-- start of Data to process --

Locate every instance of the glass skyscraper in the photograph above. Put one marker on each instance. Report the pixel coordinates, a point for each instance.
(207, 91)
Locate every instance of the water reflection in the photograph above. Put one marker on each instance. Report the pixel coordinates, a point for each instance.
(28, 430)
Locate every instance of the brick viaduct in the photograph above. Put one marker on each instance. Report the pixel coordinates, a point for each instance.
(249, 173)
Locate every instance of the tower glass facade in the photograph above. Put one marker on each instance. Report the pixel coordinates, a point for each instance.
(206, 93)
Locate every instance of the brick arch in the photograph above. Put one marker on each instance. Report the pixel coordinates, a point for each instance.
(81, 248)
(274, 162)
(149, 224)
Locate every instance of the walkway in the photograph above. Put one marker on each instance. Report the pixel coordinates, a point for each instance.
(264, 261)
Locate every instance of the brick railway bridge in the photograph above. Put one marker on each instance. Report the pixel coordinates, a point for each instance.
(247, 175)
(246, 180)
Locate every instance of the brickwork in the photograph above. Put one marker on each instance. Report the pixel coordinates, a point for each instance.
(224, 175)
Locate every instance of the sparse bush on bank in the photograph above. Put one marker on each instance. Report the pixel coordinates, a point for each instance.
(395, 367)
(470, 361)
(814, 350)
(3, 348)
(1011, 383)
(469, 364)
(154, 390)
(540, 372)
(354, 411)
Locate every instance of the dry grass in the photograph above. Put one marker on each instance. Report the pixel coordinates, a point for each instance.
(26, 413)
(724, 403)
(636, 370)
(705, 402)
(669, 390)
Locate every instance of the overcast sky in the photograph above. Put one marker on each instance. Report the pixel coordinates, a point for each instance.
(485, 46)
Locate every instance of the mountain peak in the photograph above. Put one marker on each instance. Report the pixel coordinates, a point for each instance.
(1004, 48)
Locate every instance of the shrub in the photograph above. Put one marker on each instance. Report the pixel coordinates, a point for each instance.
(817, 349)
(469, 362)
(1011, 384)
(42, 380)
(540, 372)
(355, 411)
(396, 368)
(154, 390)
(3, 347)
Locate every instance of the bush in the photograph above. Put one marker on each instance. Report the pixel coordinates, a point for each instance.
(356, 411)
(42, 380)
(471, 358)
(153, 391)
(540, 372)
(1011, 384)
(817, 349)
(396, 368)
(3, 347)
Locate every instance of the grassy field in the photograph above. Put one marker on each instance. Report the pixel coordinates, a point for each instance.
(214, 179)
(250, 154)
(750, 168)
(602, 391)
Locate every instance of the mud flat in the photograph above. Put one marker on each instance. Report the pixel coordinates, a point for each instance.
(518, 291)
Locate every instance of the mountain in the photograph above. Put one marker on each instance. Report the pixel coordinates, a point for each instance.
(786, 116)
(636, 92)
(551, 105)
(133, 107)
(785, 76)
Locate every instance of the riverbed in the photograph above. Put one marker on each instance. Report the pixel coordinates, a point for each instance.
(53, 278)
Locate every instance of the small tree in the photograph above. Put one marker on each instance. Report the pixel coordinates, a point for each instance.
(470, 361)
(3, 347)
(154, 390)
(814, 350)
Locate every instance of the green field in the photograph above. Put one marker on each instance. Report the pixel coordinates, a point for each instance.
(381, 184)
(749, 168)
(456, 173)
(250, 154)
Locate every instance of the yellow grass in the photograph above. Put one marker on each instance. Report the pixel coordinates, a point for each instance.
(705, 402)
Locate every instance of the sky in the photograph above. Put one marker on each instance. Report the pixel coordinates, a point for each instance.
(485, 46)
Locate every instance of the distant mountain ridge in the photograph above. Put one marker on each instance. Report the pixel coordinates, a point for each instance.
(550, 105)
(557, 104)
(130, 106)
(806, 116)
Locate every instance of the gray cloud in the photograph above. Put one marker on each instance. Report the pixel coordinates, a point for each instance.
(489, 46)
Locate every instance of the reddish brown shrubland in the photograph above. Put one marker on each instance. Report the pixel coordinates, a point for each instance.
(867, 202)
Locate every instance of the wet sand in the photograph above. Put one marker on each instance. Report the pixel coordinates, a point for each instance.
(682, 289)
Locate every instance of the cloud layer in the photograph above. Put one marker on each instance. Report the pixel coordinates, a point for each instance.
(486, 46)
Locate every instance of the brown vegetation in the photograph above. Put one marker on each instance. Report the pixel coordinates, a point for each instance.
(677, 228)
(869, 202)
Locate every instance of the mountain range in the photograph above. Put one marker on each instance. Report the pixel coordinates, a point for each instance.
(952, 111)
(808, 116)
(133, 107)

-- end of Data to process --

● **What you should do**: The required output is the exact sequence of lines from the one containing "Locate every instance of the wet" through the end of the listing, both endpoints included.

● **Complete response**:
Locate every instance of the wet sand in the photograph above. Put one marker on each instance. Report the pixel coordinates, a point for each instance.
(682, 289)
Locate every instance of the cloud layer in the photograph above. Put one marker on each instance. Report the pixel coordinates, a point for each instance.
(486, 46)
Locate every instance of the brown vegetation in the photograph above. Put one marker on each instance. Report the pixel coordinates, a point for each instance.
(677, 228)
(869, 202)
Locate every instance of the mountain range in the photograph above. Put one marker on each instance. Report the pixel coordinates, a point for each instance.
(952, 111)
(808, 116)
(133, 107)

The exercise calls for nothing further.